— begin Recorded data —

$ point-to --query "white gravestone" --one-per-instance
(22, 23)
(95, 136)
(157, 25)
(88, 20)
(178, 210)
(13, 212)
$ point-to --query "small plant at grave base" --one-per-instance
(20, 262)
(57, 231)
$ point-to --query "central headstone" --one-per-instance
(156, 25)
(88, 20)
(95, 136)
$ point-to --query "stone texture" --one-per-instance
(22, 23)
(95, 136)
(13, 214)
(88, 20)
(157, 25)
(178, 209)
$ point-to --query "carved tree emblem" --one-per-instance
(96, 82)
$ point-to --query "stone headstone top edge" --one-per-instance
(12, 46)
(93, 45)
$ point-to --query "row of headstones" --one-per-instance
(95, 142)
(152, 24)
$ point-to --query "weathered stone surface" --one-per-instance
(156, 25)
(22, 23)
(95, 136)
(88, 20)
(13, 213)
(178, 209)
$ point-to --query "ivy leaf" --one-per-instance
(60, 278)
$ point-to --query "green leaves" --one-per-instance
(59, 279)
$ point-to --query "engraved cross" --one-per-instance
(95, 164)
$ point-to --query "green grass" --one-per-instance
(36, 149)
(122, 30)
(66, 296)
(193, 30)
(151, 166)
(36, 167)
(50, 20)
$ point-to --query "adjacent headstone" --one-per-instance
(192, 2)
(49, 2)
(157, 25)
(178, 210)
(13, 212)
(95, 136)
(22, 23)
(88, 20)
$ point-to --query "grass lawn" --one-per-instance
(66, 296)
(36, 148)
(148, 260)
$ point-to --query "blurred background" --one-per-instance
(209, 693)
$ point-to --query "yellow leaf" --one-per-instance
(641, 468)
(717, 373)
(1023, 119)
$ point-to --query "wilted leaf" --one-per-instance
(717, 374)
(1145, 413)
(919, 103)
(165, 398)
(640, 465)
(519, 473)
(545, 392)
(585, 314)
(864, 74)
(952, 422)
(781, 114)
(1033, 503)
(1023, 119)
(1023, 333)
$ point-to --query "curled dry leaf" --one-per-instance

— end Recorded data —

> **What you are asked to do**: Please copy every line of the records above that contains the string "green", matching case exactly.

> **Expected answer**:
$ point-to --query "green leaves" --one-per-instance
$ point-to --query "green grass" --one-per-instance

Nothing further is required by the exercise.